SELECTED EXCERPT START

As an autotroph, T. crunogena uses inorganic carbon (carbon dioxide and bicarbonate)
as its carbon source for synthesizing all the carbon-containing components of its biomass.
T. crunogena’s rapid growth in the presence of low concentrations of inorganic carbon
is likely due to what is known as a Carbon Concentrating Mechanism (CCM).

Thus far, CCM’s have only been well-studied in cyanobacteria.
When grown in the presence of low concentrations of inorganic carbon,
cyanobacteria express high affinity bicarbonate transporters to trap this substrate
inside their cells. Intracellular inclusions (carboxysomes) contain most
of the cell’s RubisCO (the carbon-fixing enzyme from the Calvin cycle)
and a trace of carbonic anhydrase. Carbon dioxide is provided to RubisCO
by the dehydration of bicarbonate by carbonic anhydrase.
Juxtaposition of these two enzyme activities prevents the loss of inorganic carbon
from the cells via diffusion of carbon dioxide.

SELECTED EXCERPT END

THINGS TO DO:
- A) In the passage on carbon concentrating mechanisms, what do carboxysomes contain?
- B) Translate this sentence from the passage on carbon concentrating mechanisms into Spanish: "Thus far, CCM’s have only been well-studied in cyanobacteria."
- C) Write the next part of the passage on carbon concentrating mechanisms, beginning where it stops.
The material that follows comes from a separate source.

DATA UNDER STUDY START

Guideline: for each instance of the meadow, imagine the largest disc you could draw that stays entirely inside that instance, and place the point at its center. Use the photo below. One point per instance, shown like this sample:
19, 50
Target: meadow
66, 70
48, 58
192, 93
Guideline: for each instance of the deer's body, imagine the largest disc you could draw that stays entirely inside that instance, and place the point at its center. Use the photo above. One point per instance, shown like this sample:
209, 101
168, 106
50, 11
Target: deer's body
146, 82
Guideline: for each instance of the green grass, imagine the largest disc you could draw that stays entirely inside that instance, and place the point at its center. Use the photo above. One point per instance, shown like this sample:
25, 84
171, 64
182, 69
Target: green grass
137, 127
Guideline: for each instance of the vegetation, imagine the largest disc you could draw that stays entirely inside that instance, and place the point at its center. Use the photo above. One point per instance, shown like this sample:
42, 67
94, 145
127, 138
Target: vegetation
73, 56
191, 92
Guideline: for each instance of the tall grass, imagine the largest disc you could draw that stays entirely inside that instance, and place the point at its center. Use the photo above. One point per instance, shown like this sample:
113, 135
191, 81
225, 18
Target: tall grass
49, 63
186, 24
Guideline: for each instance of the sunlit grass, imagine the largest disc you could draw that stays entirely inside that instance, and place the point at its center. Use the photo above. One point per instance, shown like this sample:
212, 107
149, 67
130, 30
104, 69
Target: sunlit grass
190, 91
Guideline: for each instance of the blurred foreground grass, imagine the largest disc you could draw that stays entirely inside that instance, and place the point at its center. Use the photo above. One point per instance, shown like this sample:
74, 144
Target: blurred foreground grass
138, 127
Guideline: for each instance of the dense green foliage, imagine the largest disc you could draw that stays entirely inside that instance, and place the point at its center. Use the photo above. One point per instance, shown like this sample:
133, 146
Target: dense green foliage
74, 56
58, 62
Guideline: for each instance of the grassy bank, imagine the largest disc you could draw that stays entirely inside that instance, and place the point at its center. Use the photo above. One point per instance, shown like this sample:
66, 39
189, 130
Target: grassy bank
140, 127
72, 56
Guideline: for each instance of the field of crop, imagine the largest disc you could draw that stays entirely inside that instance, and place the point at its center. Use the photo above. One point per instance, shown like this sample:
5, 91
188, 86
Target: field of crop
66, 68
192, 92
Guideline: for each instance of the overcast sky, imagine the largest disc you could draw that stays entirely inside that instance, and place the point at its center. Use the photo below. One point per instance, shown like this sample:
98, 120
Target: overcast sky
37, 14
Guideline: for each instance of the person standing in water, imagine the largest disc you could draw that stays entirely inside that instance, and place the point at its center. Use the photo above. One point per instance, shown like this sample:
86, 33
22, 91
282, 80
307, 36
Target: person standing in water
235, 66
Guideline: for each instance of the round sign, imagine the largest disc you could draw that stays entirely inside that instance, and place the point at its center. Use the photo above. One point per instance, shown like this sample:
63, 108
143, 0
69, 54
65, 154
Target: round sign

DATA UNDER STUDY END

OUTPUTS BY TASK:
- A) Carboxysomes contain most of the cell's RubisCO and a trace of carbonic anhydrase.

- B) Hasta ahora, los CCM solo se han estudiado a fondo en cianobacterias.

- C)
Just like cyanobacteria, T. crunogena cells develop a higher affinity
for inorganic carbon when grown in the presence of low concentrations
of this substrate, likely due to both enzyme and transporter expression.
Further, carboxysomes are present in T. crunogena, as in many
chemoautotrophs.

How broadly genes for bicarbonate transporters and other adaptations
to low concentrations of inorganic carbon are distributed among chemoautotrophs
is unknown, and undermines our ability to predict the activities of these microorganisms
in the many habitats where they are found.